WHAT YOU HAVE TO DO >> Repeat all of the data below word for word, keeping no images.

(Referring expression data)
——————

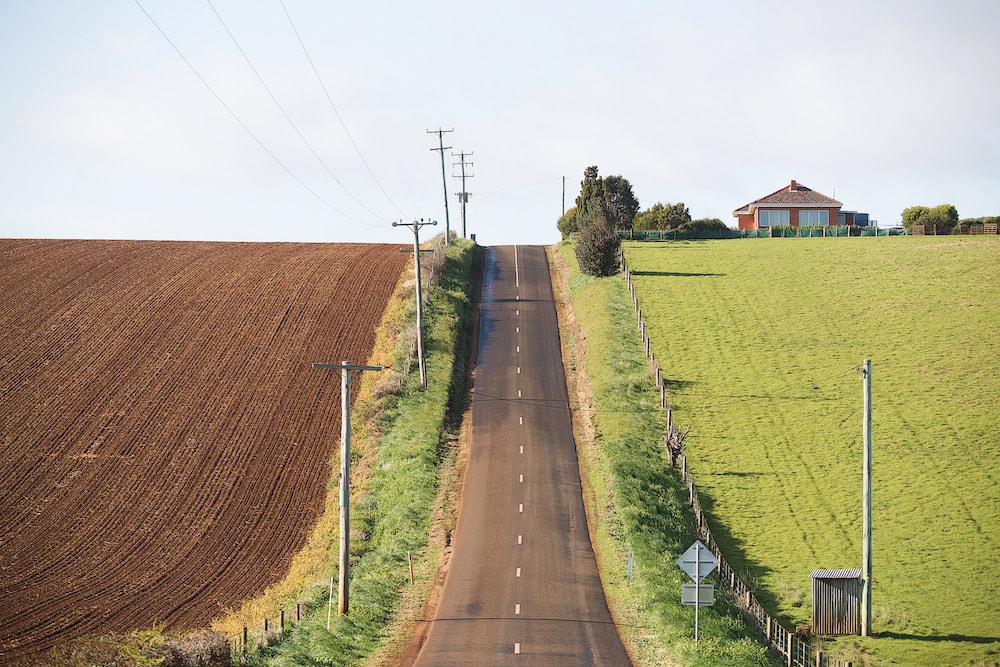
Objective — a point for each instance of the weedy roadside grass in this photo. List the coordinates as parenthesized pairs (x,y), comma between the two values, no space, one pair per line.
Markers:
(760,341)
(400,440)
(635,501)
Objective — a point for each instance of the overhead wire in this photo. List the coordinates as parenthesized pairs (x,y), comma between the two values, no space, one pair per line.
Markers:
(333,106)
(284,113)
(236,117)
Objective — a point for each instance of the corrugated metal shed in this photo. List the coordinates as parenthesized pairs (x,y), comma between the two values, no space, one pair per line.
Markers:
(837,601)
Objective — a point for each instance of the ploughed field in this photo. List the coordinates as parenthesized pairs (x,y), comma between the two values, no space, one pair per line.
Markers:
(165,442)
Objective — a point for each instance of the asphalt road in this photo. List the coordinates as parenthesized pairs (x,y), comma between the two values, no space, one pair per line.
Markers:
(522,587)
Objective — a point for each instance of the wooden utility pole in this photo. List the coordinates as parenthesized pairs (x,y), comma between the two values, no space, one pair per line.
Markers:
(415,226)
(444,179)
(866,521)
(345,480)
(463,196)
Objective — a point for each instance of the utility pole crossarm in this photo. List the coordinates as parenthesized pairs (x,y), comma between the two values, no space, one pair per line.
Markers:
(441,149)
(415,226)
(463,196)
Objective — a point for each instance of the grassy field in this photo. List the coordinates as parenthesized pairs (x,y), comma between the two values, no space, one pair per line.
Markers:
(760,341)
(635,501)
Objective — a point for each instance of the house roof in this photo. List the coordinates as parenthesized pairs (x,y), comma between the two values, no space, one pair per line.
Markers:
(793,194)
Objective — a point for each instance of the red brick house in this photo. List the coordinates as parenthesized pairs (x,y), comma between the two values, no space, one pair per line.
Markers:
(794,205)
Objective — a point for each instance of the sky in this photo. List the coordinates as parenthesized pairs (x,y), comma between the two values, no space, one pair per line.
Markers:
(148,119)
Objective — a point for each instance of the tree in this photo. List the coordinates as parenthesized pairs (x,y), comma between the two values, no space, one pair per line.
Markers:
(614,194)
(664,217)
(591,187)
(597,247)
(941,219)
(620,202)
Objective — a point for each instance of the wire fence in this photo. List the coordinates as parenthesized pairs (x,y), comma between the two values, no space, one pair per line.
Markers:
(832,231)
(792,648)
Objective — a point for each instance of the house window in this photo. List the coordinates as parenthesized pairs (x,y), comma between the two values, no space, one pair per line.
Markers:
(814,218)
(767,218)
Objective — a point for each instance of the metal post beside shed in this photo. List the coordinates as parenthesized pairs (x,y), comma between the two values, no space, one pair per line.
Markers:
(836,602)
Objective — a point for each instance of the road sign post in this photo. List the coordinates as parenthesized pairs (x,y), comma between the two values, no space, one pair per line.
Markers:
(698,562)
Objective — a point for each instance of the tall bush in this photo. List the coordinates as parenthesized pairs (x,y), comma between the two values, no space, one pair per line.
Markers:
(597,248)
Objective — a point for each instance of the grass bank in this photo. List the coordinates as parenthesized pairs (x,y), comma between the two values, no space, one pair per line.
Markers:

——————

FINAL ANSWER >>
Objective — a point for each instance of the weedy roadside grass in this photo. List the coordinates as parenthesized pairs (x,y), comma between the two values, no space, one pair per line.
Markers:
(760,341)
(400,440)
(635,501)
Objective — a point for each instance of the overhead wire in this photo. List the coordinates as parenthesized pairs (x,y), comma between the two values, no space, one pair per line.
Markers:
(333,106)
(284,113)
(236,117)
Objective — a point for each instance of the corrugated metal shed in this photo. List the coordinates as parenthesized pairs (x,y), comma between the two values, no space, one pair per line.
Markers:
(837,601)
Objective — a point for each instance of the ploughed field in this photo. List the coordinates as parenthesized pairs (x,y), comma between the two values, no space, one pair per line.
Markers:
(165,442)
Objective — a point for each instance of the asphalt road in this photo. List the coordinates as parenthesized pairs (x,y), comma between the two values, no space, one pair per line.
Markers:
(522,587)
Objective — a point for each instance of the wooden utility pole in this photo. List the coordinates as parenthesized pairs (x,y), comma between the two values, no space, one pair per line.
Markers:
(415,226)
(444,179)
(866,521)
(345,480)
(463,196)
Objective — a point for each instance of the utility pole crossarm in this photo. List the coordinates as parenthesized pairs (x,y), comma between the two values, no space, one pair per line.
Markers:
(441,149)
(415,226)
(463,196)
Objective — a point for each instance of the grassy field in this photo. List the coordinates as parenthesized pairs (x,y), comma between the two values, no space, one pair per line.
Markers:
(760,341)
(635,501)
Objective — a point for each instance of the house roof in this photo. List the coordinates as parenthesized pairs (x,y), comma between the two values, no space, one pair per line.
Markers:
(793,194)
Objective — a point for each instance of the red brick house in this photo. List the coordinates as parenthesized pairs (x,y), comma between the two values, no space, one pair per line.
Markers:
(794,205)
Objective — a point for each instance of the sky in this photo. List the coordinates as parenthesized pairs (x,y), comma between the two values, no space, one pair per line.
Markers:
(148,119)
Objective — a point for each instance of the tree in this photo. List the coordinates as parenthesized pairs (x,y), comma between the two values, no space, one pair per line.
Markers:
(614,194)
(664,217)
(591,187)
(597,247)
(941,219)
(620,202)
Objective — a point for each instance of the wire fence in this photo. List the coordinates as parenthesized pairs (x,y), comma between the two values, no space, one pair per line.
Markers:
(832,231)
(792,648)
Objective — a point for each instance of the house window in this photo. List the coordinates as parenthesized pairs (x,y), comma between the two values, no space, one pair per line.
Markers:
(814,218)
(767,218)
Objective — a point for each instance of the metal post beside shed in this photo. List the coordinates as parenthesized pairs (x,y), comma between the two values, no space, one pair per line.
Markers:
(836,602)
Objective — a point for each instance of the road sign post in this photo. List the coordinates as parenthesized pairs (x,y), comma between the two values, no space, one pair per line.
Markers:
(698,562)
Objective — a point for each instance of the tall bush in this photo. List the coordinates as parenthesized pairs (x,y), comma between the two values, no space, one pair per line.
Markers:
(597,248)
Objective — a point for each instance of the grass bank in this photo. List the coordinates as parenthesized pairs (x,y), comma between the two values, no space, one pair per line.
Markers:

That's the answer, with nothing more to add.